Lucknow. — Bienfait d’un Français à l’Inde. — Les ruines fleuries. — La courtisane indignée.

I

Lucknow.

Chaque ville de l’Inde a sa physionomie propre. C’est la misère, la peur, le mercantilisme, la vivacité fébrile, qui caractérisent les natifs de Calcutta ; ceux de Bénarès somnolent ou gesticulent, fous de lucre et de mysticisme ; les gens de Lucknow, où je viens d’arriver, sont fiers, honnêtes, presque arrogants.

Là, des flots de sang furent versés pour l’indépendance, au moment de la révolte des Cipayes. Le fanatisme musulman secoua la torpeur indienne, créa des colères inouïes, une répression farouche. Lucknow, la ville révoltée, en garde un cachet sauvage, malgré la belle rivière Goumty, qui multiplie les arbres et les fleurs ; partout, des tombeaux et des monceaux de ruines, que les Anglais conservent jalousement en témoignage de leur triomphe.

Quand nous sortons de la gare, le « globe trotter » et moi, nous respirons largement ; nos « boys » ont mis sur une autre voiture nos bagages, et eux-mêmes se font véhiculer comme des rajahs. L’air moins brûlant de l’après-midi frise les moustaches de mon camarade et pénètre mon cœur. La poussière est tombée sur les routes ; mais cette autre poussière, la brume du soir, enchante l’horizon. La ville neuve que nous traversons est souriante, avec ses larges avenues, ses terrains libres, ses jardins, ses « bengalows » blancs vêtus de chèvrefeuilles. La cité de colère s’annonce dans une explosion de zinnias, de géraniums et de roses. Le « Royal-Hôtel », où nous descendons, semble un palais. Mais une froideur résulte de ces plafonds trop hauts, de cet excès de blancheur sur les murailles ; de ces domestiques sérieux, au visage clos, pareils à des génies sombres et malfaisants ; de ces tablées d’Anglais pinces et mornes, parlant avec la lenteur réglée d’une horloge. Nous nous accoudons au parapet de la terrasse, après dîner, sous le pavillon magnifique du ciel. Le parapet fléchit. Mon voisin de table d’hôte, un inspecteur d’usines, sourit de ma petite peur. Il frappe du pied ; nous dansons. Tout l’édifice tremble ! « Tel est le travail hindou ! » jette-t-il avec dédain. Ce doit être seulement du plâtre sur du bois, ou même de la pierre vraiment, mais de cette pierre poreuse, pliante, aussi souple que l’acier, et dont des languettes sont vendues aux touristes par des colporteurs.

Pays déconcertant, où des arbres truqués naissent miraculeusement sous les passes magnétiques des fakirs, où des yoghis dorment pendant des mois, la bouche, les oreilles et les yeux scellés, sous la terre, où les rois se prosternent devant les ascètes, où le singe et le serpent sont vénérés comme des dieux, où la nature elle-même est fée, où la pierre plie !

_ _ _ _ _ _ _

Modifiez l'extrait du passage sur Lucknow allant de « Là, des flots » jusqu'à « de leur triomphe. » inclus, en remplaçant « Goumty » par « Gomti ». Il n'est pas nécessaire de consulter les données.

_ _ _ _ _ _ _

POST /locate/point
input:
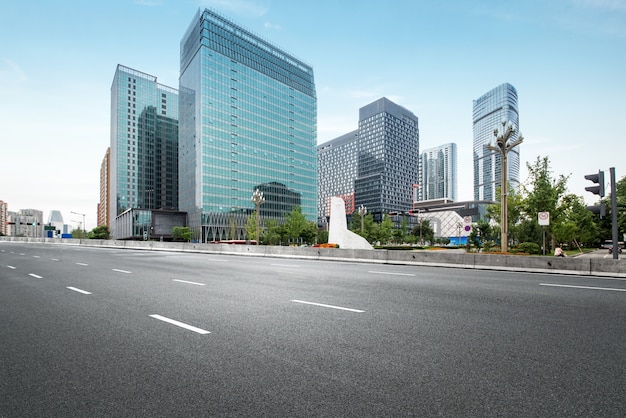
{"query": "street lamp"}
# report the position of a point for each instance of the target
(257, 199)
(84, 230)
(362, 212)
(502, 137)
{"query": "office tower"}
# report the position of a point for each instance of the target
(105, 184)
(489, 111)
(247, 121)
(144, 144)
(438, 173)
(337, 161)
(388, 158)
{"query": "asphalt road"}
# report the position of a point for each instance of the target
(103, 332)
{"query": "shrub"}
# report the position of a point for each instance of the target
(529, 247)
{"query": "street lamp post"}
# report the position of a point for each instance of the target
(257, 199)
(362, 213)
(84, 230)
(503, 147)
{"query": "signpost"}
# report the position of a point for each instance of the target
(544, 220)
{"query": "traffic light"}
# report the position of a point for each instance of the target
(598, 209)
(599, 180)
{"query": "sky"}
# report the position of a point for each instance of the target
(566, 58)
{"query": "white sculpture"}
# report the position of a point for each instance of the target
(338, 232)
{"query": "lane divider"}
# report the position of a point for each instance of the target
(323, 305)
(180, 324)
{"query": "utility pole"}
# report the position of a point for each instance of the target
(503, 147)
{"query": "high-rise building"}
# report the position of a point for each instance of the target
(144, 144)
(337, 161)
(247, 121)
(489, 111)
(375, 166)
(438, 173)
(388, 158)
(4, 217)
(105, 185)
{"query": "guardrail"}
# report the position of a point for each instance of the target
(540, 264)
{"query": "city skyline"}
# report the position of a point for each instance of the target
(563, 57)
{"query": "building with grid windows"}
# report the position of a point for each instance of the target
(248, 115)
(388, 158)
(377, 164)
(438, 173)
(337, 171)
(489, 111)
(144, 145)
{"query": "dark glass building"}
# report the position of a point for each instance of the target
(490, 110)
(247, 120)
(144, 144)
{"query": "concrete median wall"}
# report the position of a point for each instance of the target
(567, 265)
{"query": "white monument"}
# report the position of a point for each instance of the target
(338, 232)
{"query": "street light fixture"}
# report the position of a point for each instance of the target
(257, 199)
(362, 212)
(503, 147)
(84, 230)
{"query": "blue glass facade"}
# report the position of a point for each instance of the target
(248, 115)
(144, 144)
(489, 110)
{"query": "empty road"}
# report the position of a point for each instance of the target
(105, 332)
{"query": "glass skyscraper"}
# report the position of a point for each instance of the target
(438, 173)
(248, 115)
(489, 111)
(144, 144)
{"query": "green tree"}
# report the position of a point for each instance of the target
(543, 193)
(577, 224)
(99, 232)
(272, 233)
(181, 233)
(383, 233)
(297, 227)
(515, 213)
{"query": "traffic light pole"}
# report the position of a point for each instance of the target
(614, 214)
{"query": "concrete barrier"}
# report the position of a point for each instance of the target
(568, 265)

_ _ _ _ _ _ _

Réponse
Là, des flots de sang furent versés pour l’indépendance, au moment de la révolte des Cipayes. Le fanatisme musulman secoua la torpeur indienne, créa des colères inouïes, une répression farouche. Lucknow, la ville révoltée, en garde un cachet sauvage, malgré la belle rivière Gomti, qui multiplie les arbres et les fleurs ; partout, des tombeaux et des monceaux de ruines, que les Anglais conservent jalousement en témoignage de leur triomphe.